# What is asked
Please write out the rows again from the line with "out like [521,220]." through the end of the rows, keeping the requests but leaving out the pictures. Scale every coordinate in the answers by 1.35 and round to whole numbers, halves up, but leave the numbers in the requests unchanged.

** BEGIN Exercise data **

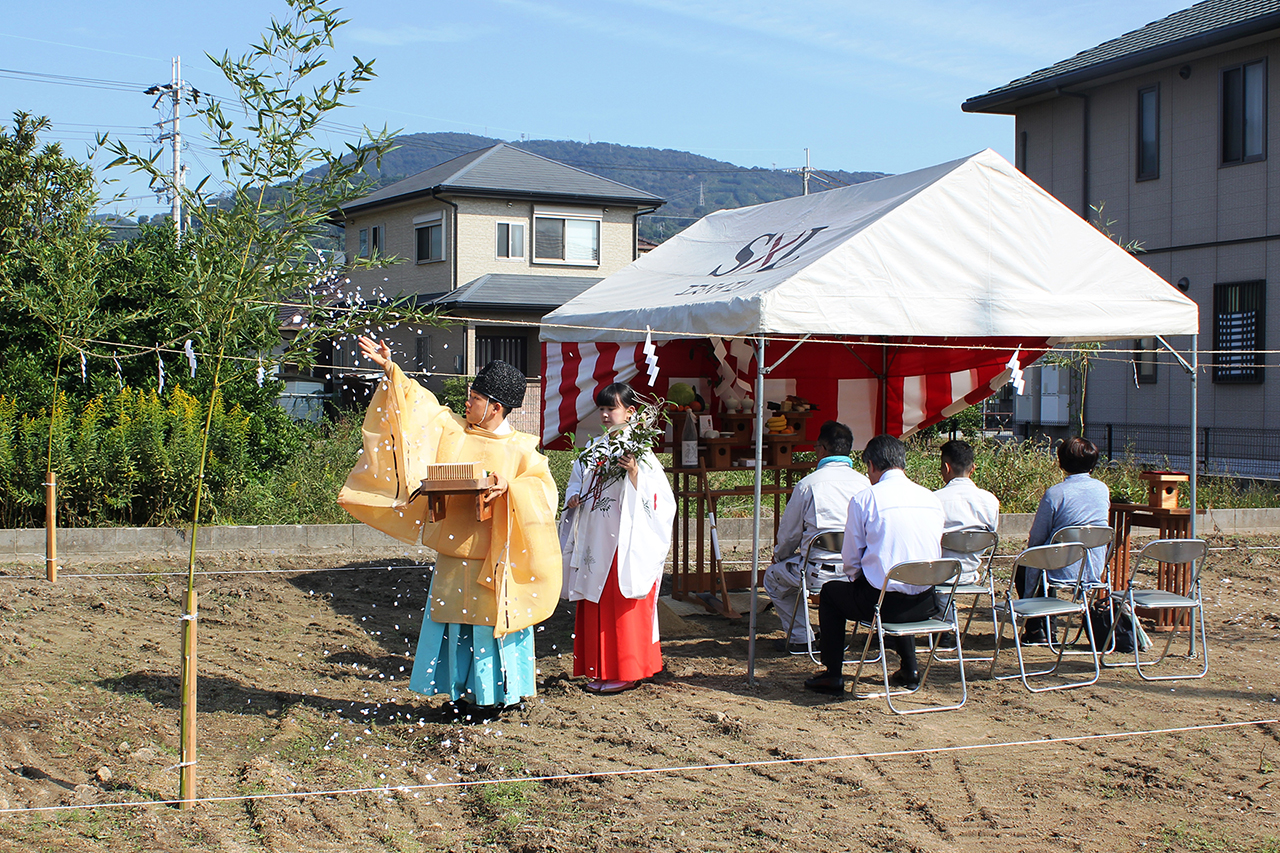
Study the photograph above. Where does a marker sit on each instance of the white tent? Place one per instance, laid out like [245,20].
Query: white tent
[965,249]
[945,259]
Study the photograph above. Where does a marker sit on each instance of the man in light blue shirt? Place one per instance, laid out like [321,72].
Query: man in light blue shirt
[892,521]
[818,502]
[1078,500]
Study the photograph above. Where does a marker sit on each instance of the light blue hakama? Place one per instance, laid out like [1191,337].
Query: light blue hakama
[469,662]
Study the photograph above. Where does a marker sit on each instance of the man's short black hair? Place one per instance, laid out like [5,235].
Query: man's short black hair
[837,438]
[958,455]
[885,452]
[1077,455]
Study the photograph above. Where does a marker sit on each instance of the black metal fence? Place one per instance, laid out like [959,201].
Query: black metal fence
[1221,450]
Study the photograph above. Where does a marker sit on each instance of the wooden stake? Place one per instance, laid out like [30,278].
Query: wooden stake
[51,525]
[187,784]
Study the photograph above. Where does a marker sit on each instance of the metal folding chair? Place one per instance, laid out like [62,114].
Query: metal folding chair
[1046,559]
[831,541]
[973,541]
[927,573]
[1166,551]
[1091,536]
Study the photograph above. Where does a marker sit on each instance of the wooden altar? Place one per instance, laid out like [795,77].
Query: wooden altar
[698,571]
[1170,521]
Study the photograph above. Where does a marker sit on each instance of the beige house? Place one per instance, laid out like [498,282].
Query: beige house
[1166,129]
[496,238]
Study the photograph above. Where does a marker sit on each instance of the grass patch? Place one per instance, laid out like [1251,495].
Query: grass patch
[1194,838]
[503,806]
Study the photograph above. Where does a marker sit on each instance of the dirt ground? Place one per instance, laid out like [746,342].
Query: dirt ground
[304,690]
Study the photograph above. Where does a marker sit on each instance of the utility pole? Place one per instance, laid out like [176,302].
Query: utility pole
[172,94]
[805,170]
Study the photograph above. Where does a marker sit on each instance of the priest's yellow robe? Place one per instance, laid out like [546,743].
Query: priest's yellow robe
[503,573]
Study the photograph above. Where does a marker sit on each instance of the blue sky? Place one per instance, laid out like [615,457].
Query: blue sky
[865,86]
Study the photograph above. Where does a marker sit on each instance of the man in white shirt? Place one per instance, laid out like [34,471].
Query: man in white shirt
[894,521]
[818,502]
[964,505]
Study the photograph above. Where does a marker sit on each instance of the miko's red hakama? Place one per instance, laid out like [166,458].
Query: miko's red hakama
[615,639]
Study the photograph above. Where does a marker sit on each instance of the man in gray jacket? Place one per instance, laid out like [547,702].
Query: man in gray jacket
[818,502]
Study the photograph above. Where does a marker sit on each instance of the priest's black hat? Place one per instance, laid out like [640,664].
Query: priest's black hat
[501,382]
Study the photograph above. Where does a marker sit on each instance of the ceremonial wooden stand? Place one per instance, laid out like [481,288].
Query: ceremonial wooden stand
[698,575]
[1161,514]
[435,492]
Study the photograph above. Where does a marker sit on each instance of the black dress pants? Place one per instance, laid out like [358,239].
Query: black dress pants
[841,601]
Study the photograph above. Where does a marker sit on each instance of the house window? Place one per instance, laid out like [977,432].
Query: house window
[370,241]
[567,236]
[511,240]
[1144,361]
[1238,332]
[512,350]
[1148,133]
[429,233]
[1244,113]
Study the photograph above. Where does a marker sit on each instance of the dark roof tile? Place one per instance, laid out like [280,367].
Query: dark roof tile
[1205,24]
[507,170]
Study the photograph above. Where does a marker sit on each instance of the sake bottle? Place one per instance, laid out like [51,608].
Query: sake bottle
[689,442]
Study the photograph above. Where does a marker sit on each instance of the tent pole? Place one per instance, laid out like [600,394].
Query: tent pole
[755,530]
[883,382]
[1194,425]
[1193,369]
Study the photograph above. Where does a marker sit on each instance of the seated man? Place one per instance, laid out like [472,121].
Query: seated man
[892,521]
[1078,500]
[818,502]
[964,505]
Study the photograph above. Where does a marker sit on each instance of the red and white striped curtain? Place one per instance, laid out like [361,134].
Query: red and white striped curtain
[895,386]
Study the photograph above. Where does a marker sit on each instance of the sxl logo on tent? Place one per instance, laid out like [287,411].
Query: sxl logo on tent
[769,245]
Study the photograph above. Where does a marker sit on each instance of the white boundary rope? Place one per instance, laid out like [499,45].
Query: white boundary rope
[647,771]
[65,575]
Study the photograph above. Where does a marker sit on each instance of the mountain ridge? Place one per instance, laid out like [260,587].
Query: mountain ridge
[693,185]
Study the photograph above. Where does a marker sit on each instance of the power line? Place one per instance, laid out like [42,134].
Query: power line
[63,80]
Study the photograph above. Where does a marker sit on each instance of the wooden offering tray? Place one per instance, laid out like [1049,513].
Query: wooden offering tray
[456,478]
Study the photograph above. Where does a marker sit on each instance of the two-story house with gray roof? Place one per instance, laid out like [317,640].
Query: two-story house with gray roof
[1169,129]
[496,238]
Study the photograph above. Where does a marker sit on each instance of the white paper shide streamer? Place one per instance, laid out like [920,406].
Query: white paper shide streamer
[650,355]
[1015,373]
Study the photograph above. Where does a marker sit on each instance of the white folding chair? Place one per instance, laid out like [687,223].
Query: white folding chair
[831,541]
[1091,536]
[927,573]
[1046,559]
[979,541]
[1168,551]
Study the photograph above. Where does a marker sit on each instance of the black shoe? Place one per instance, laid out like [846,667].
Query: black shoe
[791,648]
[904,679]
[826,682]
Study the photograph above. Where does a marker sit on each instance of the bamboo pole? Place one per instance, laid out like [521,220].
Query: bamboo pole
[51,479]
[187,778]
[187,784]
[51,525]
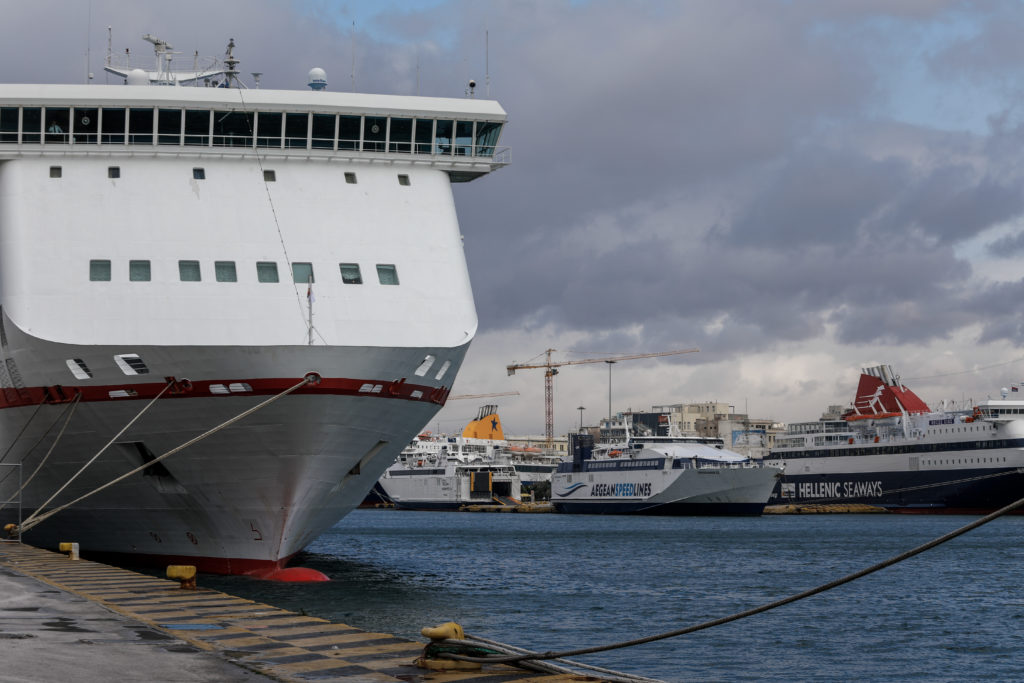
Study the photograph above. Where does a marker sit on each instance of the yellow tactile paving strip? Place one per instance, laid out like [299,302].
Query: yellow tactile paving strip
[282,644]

** END Exercise data **

# Final result
Study the photograph above. Where does a marker sit on each instance of the bamboo pole? Place one per instance, laid out like [521,220].
Query: bamboo pole
[69,647]
[252,1050]
[252,1058]
[69,709]
Study the photograph above. Where does a marker sit on each instance of the yellow tactile paving strip? Place one per instance, laid out like [299,302].
Query: yellow tactile paving strip
[381,869]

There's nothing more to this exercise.